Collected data
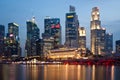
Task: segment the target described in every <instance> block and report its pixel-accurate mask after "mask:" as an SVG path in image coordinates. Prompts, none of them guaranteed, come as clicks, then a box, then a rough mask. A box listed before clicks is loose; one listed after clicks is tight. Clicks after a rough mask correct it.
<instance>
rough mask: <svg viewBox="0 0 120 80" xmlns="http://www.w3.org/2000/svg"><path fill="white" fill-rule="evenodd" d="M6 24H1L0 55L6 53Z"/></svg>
mask: <svg viewBox="0 0 120 80" xmlns="http://www.w3.org/2000/svg"><path fill="white" fill-rule="evenodd" d="M4 37H5V26H4V25H0V56H3V55H4Z"/></svg>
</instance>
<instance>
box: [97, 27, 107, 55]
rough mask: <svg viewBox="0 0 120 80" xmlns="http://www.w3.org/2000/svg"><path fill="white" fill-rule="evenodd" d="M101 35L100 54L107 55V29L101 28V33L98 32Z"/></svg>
mask: <svg viewBox="0 0 120 80" xmlns="http://www.w3.org/2000/svg"><path fill="white" fill-rule="evenodd" d="M98 35H101V40H100V51H99V52H100V53H99V54H100V55H106V29H105V28H103V27H102V28H101V33H100V34H98Z"/></svg>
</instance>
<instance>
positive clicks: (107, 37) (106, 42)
mask: <svg viewBox="0 0 120 80" xmlns="http://www.w3.org/2000/svg"><path fill="white" fill-rule="evenodd" d="M112 51H113V34H111V33H107V34H106V53H107V54H111V53H112Z"/></svg>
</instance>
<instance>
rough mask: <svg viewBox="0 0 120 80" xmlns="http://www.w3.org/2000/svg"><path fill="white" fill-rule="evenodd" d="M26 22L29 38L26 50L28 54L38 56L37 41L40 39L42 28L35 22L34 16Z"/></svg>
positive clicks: (28, 54) (33, 55)
mask: <svg viewBox="0 0 120 80" xmlns="http://www.w3.org/2000/svg"><path fill="white" fill-rule="evenodd" d="M26 24H27V40H26V46H25V50H26V53H27V56H36V55H37V50H36V49H37V46H36V41H37V40H39V39H40V30H39V28H38V27H37V24H36V22H35V17H33V18H32V20H29V21H27V22H26Z"/></svg>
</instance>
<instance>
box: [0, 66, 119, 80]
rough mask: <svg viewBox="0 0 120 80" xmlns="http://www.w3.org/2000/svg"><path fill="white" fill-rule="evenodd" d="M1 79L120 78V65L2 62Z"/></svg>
mask: <svg viewBox="0 0 120 80" xmlns="http://www.w3.org/2000/svg"><path fill="white" fill-rule="evenodd" d="M0 77H1V78H0V80H120V66H114V65H112V66H102V65H101V66H100V65H99V66H98V65H15V64H11V65H10V64H0Z"/></svg>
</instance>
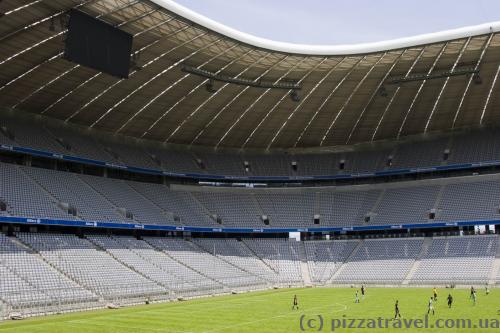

■ WORK TO BE COMPLETED: Pull out every line in the records that contains the string "positive". Case counts.

■ THE COMPLETED TASK:
positive clicks: (107, 37) (106, 42)
positive clicks: (28, 54) (33, 55)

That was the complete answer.